EXERCISE DIRECTIONS: Reproduce word for word the lines of the material below, starting at the line containing "Rules. Find each instance of the blue shorts" and ending after the line containing "point(149, 115)". Give only those lines.

GIVEN RECORDS:
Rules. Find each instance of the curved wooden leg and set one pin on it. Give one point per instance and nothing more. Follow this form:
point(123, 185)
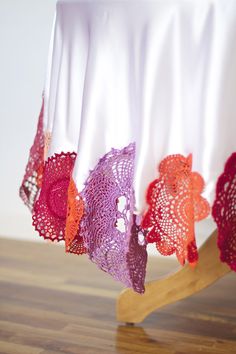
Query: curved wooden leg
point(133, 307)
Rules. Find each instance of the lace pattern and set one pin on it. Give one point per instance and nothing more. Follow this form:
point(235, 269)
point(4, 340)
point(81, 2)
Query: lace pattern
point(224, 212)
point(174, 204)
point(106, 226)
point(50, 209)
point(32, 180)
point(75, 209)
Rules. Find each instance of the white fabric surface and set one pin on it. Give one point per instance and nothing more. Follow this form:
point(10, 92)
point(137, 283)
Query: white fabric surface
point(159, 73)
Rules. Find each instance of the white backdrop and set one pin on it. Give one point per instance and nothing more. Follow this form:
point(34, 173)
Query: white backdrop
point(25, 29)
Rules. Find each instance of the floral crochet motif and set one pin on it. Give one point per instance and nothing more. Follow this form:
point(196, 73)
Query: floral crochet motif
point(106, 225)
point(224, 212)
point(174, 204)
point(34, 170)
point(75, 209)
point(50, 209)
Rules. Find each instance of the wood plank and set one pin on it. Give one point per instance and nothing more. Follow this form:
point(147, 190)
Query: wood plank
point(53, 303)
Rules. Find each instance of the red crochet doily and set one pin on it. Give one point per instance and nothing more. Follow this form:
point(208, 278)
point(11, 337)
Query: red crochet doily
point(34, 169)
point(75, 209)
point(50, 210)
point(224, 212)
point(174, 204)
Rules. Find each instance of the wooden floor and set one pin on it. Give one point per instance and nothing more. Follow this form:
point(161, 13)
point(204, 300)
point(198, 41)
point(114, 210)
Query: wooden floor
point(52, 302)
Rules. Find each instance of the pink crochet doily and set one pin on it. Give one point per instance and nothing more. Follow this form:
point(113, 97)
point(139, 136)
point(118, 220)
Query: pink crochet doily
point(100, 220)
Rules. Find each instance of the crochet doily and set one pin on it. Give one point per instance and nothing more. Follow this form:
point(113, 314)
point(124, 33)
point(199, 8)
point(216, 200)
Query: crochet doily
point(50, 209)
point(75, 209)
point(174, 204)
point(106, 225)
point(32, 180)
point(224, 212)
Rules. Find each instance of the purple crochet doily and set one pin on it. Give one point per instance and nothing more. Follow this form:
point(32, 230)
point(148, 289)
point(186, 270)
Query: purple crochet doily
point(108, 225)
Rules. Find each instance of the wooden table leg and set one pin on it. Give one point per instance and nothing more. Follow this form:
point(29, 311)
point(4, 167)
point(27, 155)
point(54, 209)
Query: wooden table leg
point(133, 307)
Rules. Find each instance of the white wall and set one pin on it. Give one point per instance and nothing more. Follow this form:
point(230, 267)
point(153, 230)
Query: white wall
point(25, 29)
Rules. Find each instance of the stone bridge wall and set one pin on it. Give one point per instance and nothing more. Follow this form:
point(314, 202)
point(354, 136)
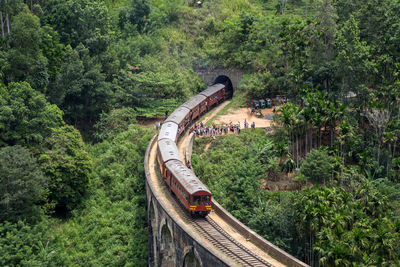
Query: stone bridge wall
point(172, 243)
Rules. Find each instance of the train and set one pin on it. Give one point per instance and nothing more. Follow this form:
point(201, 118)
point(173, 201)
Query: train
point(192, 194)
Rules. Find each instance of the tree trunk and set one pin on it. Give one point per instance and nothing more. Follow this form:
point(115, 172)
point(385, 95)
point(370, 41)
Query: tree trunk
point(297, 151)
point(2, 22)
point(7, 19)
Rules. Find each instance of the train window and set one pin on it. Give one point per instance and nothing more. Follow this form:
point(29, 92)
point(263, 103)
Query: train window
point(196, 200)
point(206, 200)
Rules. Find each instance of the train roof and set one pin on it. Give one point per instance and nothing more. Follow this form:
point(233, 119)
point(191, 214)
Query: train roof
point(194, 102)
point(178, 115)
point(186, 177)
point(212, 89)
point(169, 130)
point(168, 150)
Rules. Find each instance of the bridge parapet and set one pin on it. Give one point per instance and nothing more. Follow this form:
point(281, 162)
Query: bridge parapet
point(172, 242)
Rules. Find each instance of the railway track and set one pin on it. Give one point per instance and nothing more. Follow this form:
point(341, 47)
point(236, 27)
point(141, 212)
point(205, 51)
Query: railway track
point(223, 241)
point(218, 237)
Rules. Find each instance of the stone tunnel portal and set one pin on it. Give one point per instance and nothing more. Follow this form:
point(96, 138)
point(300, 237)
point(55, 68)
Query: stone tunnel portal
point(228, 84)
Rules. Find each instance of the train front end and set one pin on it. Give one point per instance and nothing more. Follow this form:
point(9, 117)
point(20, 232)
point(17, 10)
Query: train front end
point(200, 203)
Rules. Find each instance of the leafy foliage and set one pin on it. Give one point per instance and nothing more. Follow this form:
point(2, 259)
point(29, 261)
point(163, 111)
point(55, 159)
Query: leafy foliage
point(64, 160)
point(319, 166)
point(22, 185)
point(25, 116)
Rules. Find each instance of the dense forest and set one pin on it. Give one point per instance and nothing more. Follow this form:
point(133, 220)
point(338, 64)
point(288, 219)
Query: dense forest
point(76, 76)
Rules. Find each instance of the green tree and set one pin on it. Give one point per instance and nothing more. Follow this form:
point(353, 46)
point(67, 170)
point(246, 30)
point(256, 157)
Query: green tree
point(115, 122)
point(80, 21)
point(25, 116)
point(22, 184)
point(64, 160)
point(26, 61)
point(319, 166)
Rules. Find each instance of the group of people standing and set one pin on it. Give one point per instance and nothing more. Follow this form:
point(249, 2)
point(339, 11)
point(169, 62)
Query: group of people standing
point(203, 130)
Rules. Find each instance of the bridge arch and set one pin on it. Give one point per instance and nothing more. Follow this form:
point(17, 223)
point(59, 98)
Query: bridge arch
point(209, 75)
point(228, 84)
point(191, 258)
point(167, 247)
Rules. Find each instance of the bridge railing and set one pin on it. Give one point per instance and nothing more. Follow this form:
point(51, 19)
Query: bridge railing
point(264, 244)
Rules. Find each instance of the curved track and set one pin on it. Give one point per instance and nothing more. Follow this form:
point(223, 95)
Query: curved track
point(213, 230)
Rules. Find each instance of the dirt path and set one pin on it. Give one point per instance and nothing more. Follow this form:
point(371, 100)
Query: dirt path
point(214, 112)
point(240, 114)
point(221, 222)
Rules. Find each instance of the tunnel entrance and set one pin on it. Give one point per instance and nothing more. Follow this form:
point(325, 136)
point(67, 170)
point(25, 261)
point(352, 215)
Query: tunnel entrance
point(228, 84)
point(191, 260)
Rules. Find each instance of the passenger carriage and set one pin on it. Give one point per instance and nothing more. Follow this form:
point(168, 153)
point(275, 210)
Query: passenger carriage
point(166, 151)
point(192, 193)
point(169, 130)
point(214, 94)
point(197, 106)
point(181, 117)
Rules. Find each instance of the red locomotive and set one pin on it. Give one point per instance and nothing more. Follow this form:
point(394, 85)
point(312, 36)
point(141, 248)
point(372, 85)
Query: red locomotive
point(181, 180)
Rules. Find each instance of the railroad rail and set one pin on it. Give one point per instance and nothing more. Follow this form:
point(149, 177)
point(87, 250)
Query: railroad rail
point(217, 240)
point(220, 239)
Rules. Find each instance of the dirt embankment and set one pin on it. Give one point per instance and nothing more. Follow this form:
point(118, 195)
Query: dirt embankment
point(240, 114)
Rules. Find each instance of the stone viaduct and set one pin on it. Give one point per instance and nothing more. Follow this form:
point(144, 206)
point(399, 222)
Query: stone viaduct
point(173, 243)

---

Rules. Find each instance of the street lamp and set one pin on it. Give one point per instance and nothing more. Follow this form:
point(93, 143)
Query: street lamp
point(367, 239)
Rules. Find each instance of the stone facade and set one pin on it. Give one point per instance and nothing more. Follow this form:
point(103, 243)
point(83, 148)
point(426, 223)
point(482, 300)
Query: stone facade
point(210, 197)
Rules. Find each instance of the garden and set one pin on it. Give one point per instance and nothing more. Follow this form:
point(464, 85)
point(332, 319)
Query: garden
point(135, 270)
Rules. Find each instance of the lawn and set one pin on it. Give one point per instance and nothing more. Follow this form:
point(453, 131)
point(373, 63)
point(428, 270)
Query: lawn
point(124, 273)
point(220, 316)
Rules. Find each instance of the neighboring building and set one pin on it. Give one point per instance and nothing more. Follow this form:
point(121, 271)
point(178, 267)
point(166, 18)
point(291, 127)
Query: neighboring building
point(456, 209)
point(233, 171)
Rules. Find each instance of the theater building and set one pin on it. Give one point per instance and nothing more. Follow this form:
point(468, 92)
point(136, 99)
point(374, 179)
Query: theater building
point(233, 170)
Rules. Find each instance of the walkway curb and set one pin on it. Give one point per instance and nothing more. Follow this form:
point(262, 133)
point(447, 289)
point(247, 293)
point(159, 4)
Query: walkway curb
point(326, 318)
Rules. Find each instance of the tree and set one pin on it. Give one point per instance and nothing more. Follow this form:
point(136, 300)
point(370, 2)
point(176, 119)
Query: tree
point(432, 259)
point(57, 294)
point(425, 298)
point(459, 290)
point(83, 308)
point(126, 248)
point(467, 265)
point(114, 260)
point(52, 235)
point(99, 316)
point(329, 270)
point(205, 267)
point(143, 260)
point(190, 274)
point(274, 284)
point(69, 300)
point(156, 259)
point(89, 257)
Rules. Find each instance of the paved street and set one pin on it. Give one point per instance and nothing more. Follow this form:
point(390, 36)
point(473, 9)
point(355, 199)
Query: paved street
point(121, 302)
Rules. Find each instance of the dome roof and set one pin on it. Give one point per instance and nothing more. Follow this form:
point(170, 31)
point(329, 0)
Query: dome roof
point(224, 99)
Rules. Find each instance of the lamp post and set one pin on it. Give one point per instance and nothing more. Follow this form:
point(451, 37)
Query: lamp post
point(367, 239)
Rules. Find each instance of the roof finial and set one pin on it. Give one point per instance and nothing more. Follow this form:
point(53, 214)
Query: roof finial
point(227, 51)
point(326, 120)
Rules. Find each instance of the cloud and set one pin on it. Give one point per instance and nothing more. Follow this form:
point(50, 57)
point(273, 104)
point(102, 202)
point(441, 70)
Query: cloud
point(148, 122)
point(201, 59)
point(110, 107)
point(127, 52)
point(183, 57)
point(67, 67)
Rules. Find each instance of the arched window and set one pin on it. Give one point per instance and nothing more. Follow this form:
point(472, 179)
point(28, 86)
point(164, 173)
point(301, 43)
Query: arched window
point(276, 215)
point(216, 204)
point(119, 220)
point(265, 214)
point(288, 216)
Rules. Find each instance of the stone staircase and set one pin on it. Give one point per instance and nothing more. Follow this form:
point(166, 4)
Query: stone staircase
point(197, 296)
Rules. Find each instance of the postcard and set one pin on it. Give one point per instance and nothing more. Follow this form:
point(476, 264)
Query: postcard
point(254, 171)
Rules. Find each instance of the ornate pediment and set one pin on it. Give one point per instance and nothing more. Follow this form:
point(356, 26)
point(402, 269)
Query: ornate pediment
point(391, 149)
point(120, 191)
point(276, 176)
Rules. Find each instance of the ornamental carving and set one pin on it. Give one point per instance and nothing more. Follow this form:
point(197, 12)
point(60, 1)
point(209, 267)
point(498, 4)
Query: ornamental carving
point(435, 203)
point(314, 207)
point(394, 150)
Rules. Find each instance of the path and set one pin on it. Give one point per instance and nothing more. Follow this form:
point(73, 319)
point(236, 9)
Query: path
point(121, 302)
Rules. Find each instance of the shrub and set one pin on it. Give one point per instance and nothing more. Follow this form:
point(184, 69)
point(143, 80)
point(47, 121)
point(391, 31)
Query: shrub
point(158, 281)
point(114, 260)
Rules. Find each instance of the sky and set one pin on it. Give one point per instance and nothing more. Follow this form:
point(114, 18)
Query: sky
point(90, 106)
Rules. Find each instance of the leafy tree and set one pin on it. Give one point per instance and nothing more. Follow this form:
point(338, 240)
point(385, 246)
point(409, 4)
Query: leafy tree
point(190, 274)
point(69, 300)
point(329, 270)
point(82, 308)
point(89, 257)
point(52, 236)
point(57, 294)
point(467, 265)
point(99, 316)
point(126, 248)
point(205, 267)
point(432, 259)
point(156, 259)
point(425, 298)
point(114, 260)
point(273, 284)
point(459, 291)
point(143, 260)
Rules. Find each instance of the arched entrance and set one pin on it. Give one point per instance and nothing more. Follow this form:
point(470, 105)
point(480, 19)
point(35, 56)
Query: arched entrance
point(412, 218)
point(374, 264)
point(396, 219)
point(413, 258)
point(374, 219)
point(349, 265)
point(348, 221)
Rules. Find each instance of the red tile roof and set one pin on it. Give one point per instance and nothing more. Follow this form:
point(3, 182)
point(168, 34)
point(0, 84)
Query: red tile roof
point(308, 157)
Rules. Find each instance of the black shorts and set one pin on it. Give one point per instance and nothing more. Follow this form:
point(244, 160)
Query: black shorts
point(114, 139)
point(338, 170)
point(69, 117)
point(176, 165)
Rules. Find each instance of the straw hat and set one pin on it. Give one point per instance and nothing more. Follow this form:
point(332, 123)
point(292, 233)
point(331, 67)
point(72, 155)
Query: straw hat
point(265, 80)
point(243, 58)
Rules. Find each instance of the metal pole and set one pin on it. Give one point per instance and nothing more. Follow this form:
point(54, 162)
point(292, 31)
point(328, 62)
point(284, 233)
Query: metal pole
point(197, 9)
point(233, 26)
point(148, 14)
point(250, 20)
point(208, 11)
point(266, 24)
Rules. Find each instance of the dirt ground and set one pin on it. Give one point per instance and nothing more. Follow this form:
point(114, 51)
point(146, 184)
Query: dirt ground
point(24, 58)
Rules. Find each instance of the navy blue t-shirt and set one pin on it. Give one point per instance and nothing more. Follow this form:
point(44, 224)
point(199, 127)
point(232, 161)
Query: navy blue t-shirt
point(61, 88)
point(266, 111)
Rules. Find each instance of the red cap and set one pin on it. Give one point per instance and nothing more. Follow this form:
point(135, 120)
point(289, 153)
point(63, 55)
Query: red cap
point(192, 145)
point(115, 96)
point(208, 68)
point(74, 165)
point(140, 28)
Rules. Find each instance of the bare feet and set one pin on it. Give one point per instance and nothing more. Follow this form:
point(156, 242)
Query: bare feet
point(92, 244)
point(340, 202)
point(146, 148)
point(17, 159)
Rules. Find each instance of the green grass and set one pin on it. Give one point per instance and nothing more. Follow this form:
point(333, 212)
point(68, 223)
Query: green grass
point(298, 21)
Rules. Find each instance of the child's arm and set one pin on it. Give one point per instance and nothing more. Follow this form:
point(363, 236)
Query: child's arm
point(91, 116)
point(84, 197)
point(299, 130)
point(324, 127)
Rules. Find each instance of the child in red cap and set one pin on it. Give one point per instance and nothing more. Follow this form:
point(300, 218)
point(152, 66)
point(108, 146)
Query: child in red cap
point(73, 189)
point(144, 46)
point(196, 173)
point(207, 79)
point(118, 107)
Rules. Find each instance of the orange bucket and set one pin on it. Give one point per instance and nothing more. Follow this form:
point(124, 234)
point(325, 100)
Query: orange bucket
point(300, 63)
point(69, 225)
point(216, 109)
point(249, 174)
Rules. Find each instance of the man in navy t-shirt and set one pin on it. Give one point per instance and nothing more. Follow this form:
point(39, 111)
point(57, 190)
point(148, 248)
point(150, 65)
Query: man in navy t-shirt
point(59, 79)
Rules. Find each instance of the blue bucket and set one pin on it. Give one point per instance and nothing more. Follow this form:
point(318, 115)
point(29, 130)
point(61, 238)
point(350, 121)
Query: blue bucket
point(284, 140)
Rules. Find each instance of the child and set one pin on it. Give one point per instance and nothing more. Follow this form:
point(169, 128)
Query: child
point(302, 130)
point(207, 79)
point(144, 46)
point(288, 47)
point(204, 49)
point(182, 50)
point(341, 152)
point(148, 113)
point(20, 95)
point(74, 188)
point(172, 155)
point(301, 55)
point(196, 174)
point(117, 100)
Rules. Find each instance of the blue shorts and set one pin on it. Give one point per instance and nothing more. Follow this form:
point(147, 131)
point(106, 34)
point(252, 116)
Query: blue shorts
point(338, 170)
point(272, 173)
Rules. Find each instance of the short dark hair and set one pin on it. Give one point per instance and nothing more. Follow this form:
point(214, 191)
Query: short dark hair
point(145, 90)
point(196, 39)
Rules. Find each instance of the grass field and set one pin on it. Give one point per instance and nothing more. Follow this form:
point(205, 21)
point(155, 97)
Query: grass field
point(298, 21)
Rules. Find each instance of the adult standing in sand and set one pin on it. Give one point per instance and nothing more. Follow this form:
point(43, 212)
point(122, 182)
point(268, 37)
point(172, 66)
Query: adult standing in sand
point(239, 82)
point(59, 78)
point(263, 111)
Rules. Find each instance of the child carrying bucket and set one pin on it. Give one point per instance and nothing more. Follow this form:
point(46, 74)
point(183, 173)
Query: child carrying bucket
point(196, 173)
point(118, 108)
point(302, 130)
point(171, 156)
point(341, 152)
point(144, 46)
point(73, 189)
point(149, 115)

--

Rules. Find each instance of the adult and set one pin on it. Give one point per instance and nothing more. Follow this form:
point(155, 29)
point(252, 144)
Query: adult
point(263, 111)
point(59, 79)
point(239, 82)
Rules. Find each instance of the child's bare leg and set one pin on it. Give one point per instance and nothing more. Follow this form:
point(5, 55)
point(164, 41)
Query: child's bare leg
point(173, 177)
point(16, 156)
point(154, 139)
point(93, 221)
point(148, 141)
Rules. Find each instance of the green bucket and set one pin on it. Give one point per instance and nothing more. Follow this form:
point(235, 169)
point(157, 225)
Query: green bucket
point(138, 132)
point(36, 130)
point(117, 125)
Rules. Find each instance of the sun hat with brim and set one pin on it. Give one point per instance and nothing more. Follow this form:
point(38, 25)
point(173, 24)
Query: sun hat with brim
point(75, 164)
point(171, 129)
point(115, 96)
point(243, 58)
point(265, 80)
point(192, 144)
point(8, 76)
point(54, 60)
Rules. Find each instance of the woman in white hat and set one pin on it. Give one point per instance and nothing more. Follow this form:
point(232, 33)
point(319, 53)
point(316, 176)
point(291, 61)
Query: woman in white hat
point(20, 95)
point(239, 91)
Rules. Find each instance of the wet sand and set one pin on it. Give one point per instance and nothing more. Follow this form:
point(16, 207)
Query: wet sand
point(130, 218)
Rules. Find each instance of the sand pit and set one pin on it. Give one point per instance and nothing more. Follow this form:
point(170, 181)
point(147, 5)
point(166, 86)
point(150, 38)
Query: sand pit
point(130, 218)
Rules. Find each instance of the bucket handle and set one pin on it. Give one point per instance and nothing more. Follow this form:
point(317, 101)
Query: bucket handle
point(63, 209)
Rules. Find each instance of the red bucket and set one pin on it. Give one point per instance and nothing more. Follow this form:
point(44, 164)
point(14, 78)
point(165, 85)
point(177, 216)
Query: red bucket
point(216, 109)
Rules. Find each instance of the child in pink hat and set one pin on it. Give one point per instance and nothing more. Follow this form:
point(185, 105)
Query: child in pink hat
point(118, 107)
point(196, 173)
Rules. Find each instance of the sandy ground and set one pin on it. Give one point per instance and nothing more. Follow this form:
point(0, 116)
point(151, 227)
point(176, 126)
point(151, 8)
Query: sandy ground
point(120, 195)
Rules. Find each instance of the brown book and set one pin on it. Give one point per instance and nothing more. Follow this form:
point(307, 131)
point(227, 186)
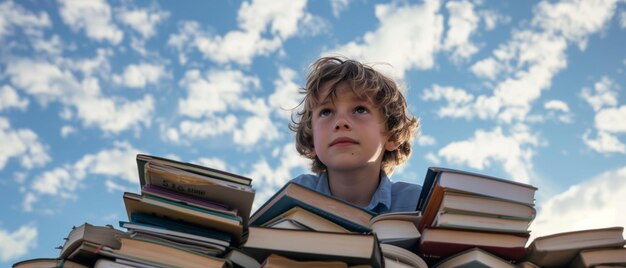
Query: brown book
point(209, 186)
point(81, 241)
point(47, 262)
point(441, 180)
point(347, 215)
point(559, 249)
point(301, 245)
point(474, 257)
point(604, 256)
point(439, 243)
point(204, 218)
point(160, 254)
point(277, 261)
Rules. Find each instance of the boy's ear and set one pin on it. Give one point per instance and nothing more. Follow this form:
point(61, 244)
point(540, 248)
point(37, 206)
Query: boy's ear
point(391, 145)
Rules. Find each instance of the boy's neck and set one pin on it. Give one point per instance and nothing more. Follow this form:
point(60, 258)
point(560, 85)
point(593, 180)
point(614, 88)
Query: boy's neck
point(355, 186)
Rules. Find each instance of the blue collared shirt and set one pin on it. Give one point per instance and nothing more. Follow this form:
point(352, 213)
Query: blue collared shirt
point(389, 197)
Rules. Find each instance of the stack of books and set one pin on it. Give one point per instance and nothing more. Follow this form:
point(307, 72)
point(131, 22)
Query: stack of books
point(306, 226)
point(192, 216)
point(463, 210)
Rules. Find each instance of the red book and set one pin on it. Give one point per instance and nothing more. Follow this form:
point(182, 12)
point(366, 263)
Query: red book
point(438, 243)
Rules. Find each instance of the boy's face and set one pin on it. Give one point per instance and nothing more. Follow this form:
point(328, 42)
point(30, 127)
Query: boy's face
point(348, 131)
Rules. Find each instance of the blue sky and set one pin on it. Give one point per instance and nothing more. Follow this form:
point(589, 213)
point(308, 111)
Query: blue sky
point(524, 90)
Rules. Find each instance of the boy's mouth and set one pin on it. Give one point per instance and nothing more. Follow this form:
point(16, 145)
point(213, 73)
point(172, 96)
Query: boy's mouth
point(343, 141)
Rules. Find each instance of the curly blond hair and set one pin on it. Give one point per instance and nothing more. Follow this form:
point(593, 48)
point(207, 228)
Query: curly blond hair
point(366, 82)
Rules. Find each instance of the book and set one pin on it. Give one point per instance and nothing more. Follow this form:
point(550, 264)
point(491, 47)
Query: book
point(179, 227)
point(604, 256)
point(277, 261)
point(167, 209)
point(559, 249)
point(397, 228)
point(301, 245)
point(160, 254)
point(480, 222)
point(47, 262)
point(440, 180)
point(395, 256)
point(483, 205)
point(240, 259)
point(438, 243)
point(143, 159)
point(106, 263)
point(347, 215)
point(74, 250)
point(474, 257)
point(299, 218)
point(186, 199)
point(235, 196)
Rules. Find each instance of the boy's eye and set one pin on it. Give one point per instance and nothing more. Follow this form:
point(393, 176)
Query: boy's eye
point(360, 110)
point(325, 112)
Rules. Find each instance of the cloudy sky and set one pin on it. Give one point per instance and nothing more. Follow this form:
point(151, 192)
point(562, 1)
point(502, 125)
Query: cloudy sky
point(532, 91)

WORKED SOLUTION:
Rules. Find each instance of the blue shorts and set one pin on it. Give one point per instance and nothing more. Follow this form:
point(147, 131)
point(106, 34)
point(252, 116)
Query: blue shorts
point(338, 170)
point(272, 173)
Rules. Find each instance of the short dark hair and set one pin on it. Give one point per instance and nothing more. Follow this form:
point(214, 191)
Query: short dark hair
point(145, 90)
point(196, 39)
Rules. Find each instance of the grass field and set one pin on it. Give one point per instance and nothing more. Follow this form:
point(205, 21)
point(155, 97)
Query: grass field
point(298, 21)
Rules. Find each instance of the adult standing in sand and set one pin on it. Give one point per instance and nothing more. Follow this form:
point(43, 212)
point(122, 182)
point(268, 37)
point(172, 66)
Query: adult standing in sand
point(239, 82)
point(59, 78)
point(263, 111)
Rules. Find each instance of the child carrying bucket and set one pin on it. Give one point per instance and nothing more. Follow this form:
point(46, 74)
point(183, 173)
Query: child carrying bucket
point(196, 173)
point(118, 108)
point(302, 130)
point(171, 156)
point(341, 152)
point(144, 46)
point(73, 189)
point(149, 115)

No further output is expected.